> **Instructions to follow**: All lines from the one that mentions "the red beak" through the last of the entries below must be copied exactly, with both ends kept.

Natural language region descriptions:
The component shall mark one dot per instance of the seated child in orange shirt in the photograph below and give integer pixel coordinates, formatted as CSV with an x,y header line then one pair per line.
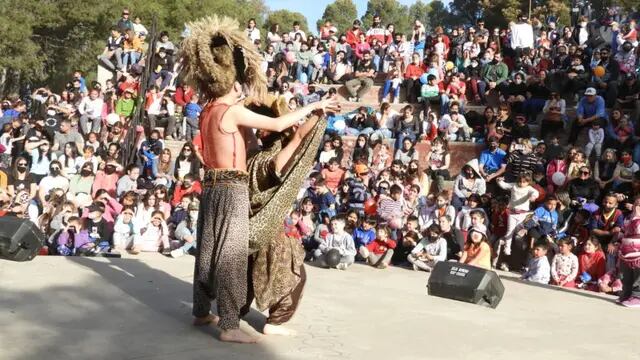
x,y
477,251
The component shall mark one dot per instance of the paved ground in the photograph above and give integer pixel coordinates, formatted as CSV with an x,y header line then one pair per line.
x,y
139,308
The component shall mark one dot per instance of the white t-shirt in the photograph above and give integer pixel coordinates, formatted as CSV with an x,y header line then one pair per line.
x,y
253,34
50,182
521,36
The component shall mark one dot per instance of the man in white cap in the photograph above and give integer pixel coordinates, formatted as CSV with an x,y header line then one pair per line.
x,y
589,108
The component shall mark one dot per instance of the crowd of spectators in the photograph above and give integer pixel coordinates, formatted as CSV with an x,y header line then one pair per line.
x,y
554,107
555,207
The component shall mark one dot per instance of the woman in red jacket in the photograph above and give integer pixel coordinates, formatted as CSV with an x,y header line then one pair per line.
x,y
412,78
591,265
379,252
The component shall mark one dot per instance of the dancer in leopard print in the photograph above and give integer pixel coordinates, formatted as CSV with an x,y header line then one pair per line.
x,y
223,64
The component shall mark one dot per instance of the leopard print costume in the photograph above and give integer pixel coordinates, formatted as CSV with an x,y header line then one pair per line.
x,y
277,260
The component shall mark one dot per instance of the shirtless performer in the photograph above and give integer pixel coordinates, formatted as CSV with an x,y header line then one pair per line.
x,y
223,64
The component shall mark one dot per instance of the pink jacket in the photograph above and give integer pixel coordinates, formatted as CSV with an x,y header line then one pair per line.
x,y
630,243
554,167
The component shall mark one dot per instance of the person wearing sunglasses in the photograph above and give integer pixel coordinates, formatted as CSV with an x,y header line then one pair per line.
x,y
155,235
55,180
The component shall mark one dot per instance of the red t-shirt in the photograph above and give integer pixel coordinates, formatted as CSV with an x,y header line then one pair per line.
x,y
332,178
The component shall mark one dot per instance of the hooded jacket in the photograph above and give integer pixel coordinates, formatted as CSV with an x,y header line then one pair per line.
x,y
479,186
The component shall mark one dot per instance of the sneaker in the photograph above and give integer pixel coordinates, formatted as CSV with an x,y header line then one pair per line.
x,y
364,252
177,253
632,302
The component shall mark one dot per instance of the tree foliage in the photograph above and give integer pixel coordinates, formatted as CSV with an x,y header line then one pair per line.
x,y
391,12
467,12
43,41
341,13
285,19
419,10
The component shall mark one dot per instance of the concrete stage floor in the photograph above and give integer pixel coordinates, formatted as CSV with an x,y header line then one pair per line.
x,y
139,308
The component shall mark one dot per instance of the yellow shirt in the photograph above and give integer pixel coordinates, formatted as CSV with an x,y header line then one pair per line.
x,y
479,256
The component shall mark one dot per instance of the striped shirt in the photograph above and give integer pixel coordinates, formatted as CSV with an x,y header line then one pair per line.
x,y
519,163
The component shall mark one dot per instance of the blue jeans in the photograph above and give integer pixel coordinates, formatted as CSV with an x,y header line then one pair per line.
x,y
130,58
164,74
356,132
304,69
532,107
381,134
636,153
445,101
402,135
388,86
376,62
188,246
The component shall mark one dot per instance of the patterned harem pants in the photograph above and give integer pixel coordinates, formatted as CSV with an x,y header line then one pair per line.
x,y
223,246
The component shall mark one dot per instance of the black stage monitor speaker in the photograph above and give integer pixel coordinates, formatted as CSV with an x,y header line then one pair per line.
x,y
465,283
20,239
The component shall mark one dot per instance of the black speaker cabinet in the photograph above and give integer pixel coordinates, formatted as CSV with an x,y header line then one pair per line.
x,y
20,239
465,283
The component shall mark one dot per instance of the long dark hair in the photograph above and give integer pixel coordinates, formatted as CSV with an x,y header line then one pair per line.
x,y
41,155
14,168
191,157
74,152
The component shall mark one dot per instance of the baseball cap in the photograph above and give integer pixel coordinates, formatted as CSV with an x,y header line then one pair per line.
x,y
95,207
361,169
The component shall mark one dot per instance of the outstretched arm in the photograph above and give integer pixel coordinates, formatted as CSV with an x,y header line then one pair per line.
x,y
240,116
284,156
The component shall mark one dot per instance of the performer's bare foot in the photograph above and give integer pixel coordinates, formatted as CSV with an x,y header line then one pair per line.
x,y
270,329
237,336
206,320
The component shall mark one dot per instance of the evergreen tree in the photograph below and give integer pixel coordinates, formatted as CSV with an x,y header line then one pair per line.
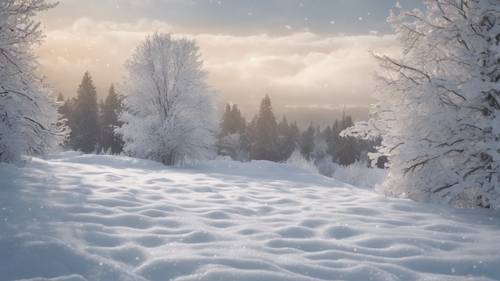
x,y
232,140
307,142
85,127
288,138
265,146
110,110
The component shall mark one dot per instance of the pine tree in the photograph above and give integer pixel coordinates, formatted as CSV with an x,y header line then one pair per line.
x,y
307,142
232,140
288,139
85,132
110,110
265,146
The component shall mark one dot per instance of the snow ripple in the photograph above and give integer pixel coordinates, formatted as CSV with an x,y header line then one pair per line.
x,y
75,218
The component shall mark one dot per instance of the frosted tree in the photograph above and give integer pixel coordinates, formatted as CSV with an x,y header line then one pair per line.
x,y
232,139
28,111
110,110
265,146
169,111
85,131
439,107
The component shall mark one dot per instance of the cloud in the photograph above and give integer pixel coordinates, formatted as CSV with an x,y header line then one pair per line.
x,y
299,68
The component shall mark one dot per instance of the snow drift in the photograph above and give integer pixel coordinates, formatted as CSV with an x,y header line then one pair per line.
x,y
77,218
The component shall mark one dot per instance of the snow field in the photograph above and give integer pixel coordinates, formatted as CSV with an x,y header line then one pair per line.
x,y
74,218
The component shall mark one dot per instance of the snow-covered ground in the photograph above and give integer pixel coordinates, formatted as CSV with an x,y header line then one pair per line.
x,y
110,218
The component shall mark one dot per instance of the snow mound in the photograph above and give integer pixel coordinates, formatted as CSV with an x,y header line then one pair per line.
x,y
80,217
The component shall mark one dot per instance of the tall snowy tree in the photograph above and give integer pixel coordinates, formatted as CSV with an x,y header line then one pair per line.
x,y
232,140
85,132
307,142
110,110
439,111
288,139
28,111
265,146
169,111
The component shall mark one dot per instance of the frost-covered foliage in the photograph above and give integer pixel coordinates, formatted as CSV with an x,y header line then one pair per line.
x,y
169,111
298,160
28,112
358,174
439,109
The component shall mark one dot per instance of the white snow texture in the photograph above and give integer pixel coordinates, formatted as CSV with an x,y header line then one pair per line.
x,y
91,217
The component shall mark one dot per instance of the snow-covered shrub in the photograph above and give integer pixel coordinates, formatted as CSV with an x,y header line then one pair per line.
x,y
169,111
298,160
231,145
438,109
28,111
358,174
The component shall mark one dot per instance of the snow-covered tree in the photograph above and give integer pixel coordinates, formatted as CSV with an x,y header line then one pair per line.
x,y
439,107
28,111
110,110
307,142
169,111
232,140
85,132
265,146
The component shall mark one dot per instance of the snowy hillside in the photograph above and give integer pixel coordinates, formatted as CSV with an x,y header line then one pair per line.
x,y
113,218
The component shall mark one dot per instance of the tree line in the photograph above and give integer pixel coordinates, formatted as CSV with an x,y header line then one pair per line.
x,y
263,138
437,114
93,125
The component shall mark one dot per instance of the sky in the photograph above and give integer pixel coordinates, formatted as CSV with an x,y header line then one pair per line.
x,y
304,54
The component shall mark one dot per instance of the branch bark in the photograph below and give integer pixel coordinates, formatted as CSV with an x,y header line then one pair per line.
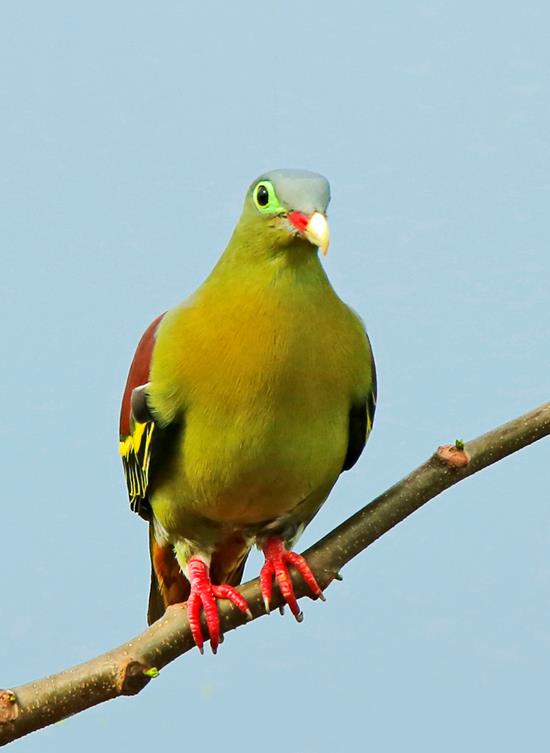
x,y
127,669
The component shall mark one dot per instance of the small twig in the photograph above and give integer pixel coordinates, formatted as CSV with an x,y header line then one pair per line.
x,y
128,668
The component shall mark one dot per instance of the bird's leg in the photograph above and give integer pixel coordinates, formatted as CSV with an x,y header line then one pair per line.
x,y
204,594
277,559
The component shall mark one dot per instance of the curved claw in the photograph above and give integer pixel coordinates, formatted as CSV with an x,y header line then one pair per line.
x,y
277,559
203,595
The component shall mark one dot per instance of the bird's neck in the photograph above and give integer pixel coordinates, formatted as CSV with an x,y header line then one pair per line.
x,y
250,261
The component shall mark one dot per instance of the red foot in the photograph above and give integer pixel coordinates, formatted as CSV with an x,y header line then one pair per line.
x,y
204,593
276,560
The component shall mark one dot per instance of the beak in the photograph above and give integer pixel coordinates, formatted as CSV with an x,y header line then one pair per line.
x,y
314,228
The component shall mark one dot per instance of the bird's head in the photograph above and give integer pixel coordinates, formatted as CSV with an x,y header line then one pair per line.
x,y
286,205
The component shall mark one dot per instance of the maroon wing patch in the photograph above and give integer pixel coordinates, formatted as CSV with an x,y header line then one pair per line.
x,y
136,435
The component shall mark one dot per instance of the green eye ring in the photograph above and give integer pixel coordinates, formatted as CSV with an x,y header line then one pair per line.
x,y
265,198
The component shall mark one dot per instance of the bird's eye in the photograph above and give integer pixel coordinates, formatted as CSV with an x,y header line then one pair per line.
x,y
262,195
265,198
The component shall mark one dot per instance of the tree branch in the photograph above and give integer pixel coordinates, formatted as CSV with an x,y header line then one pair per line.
x,y
128,668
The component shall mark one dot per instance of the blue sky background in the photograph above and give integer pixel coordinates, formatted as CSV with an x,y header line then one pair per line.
x,y
129,132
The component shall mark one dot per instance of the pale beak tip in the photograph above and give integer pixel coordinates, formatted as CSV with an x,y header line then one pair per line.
x,y
317,232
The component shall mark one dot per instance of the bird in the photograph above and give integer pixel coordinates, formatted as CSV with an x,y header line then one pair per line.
x,y
242,407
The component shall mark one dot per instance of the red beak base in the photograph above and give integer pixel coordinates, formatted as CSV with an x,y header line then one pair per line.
x,y
299,220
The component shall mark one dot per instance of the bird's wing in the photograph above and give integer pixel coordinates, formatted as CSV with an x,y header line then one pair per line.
x,y
137,428
361,418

> **Exercise result**:
The component shall mark one dot per instance of the red beak base in the photograph above and give integer pixel coordinates, formatted as CSV with an x,y header line then one pair per line.
x,y
299,220
The component shall mark one dot per instance of the bird's wing in the photograph above and give integer pixel coordinates, formatted as CSV with an x,y header line then one pair per line.
x,y
137,428
361,418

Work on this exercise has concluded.